Лиля Брик: Её Лиличество на фоне Люциферова века — страница 56 из 86

А. Г.). Уговаривала его и Кассиля не быть такими принцами Уэльскими и просить у Володи прощенья, оттого что они виноваты. Но — самолюбие! И боятся, что Володя нагрубит»[375].

Но пока Маяковский запрыгивал в метафорический вагон и готовился ради новых единомышленников отказаться от такого же метафорического старого багажа, Лиля с Осиком уже сидели в вагоне настоящем. Они ехали к любимым музеям, шмоткам, букинистам, синематекам и, главное, к парочке молодоженов — Эльзе и Арагону. В городе Столбцы, который на тот момент относился к Польше, Лилю поразили кланяющиеся лакеи и носильщики. В Берлине оказалось, что их любимый «Кюрфюрстен-отель» переехал, а в новой гостинице, расположившейся на его месте, в номерах за 20 марок в день были розовые занавески, а из мебели — по выражению Лили, сплошная кровать. Не стерпели — разыскали новый адрес «Курфюрстен-отеля» и переехали. Осе сразу купили пальто и шляпу, ходили в кино на фильмы с Лени Рифеншталь и картины Рихарда Освальда (в первом ряду зрительного зала узнали Альберта Эйнштейна), заглянули в издательство «Малик», издававшее Маяковского. Снимались в фотоавтомате — восемь минут, шесть поз. Несколько раз сходили в зоопарк, где Лиля сфотографировалась с живым львенком на руках. Один из получившихся снимков отправила по почте Маяковскому, мечтая, как было бы здорово иметь такого же «львятика». Романтично отметили годовщину свадьбы — Ося подарил розы. В эту поездку они очень много смотрели разное кино, в том числе советское. Ося выступил в клубе при советском посольстве, и Лиля, как обычно, осталась в восхищении. В Берлине же познакомились с мужем Эльзы (Арагоны встретились с Бриками в Германии, не будучи уверены, что у последних не сорвется английская виза). В Лондон добирались уже вчетвером, через Голландию.

● **СОБРАННЫЕ ДАННЫЕ**:
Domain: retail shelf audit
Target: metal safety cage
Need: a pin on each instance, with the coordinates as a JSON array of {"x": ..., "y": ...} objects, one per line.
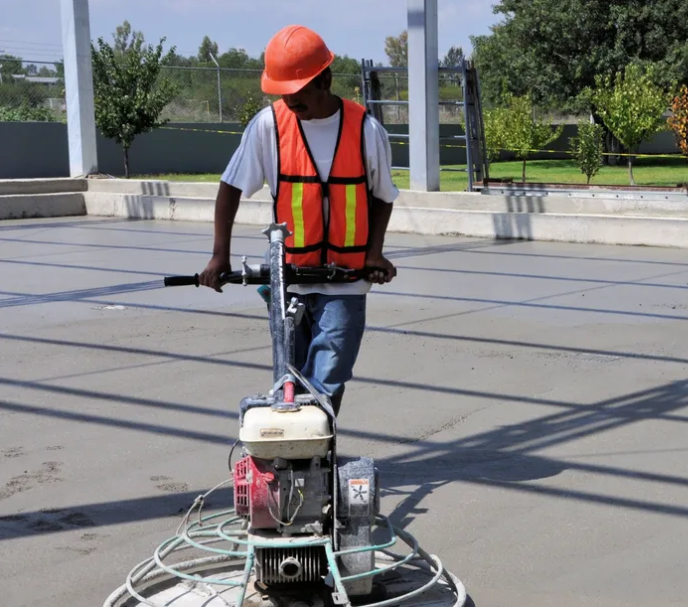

● **ЗАДАНИЕ**: Согласно тексту о поездке Лили Брик в Берлин, с кем она сфотографировалась в зоопарке?

● **РЕЗУЛЬТАТ ВЫПОЛНЕНИЯ**: С живым львенком на руках.